→ Lines of data:
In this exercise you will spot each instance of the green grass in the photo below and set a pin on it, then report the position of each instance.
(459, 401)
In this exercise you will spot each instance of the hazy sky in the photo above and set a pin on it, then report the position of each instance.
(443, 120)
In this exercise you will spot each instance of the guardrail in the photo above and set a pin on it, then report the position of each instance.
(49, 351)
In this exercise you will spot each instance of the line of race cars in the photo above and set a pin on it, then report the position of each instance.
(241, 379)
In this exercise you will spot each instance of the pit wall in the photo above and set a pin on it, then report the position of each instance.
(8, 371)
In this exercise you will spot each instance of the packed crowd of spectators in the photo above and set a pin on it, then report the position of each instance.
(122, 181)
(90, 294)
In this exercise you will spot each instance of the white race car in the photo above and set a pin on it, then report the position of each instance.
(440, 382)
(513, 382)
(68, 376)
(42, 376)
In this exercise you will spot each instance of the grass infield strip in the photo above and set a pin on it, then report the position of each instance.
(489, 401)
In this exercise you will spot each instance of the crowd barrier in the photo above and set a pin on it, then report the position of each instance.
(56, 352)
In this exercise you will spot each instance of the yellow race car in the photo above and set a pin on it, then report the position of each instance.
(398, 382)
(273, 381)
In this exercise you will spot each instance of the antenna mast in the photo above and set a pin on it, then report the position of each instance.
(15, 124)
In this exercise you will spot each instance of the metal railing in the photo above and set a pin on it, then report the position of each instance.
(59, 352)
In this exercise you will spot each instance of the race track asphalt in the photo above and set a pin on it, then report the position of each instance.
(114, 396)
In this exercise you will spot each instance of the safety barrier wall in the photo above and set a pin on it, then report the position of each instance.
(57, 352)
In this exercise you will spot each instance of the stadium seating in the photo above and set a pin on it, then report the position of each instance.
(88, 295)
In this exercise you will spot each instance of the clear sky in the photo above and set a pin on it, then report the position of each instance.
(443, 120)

→ To do:
Return each line of the records above exactly as it reads.

→ Output for this task:
In this exercise you will spot each instance of the green grass in the photo below and set a pin on it, then report the position of each instance.
(459, 401)
In this exercise you will spot each instance of the hazy sky in the photo above and set a pin on it, then report the position of each instance.
(443, 120)
In this exercise you will spot each instance of the guardrail in the photo above and set a pin on it, then report the position of each instance.
(49, 351)
In this exercise you will spot each instance of the line of race cars in the photo above and set a pin on it, then report the position of each instance.
(241, 379)
In this exercise you will spot each instance of the pit wall in the photo above and set a pin on it, then report the position of each instance.
(8, 371)
In this exercise you will spot each instance of the packed crowd of spectators in the photo above and set a pin on it, then report the position of each instance.
(122, 181)
(90, 294)
In this exercise you will spot each instance of the white race car in the photo above and set a pin on it, then report the position of each instance.
(440, 382)
(513, 382)
(68, 376)
(42, 376)
In this exercise you will spot each instance of the grass infield strip in the photo above and set a pin on it, then report the position of each instance.
(489, 401)
In this exercise you will spot each instance of the crowd barrier in the photo above and set a pin on it, then report the position of each instance.
(56, 352)
In this exercise you will spot each instance of the yellow race car in the photo above and set a pin on it, then report the position of each instance.
(398, 382)
(273, 381)
In this exercise you will spot each instance of the antenna mast in the photo above and set a pin on it, then report the position of each instance.
(15, 124)
In this exercise you will spot each instance of the metal railing in the photo above and set a pin on it, then report the position of each instance.
(59, 352)
In this exercise you will spot each instance of the race track asphalt in the photo above and set a pin on it, then report the position of each instance.
(114, 396)
In this exercise you will spot each instance of the safety barrier wall in the photo above and set a pin on it, then report the position of each instance.
(57, 352)
In this exercise you will spot each instance of the stadium seating in the photo above and set a pin on it, then report the position of each instance.
(88, 295)
In this exercise you will spot each instance of the clear sky in the photo above and set a pin on it, then report the position of each instance.
(443, 120)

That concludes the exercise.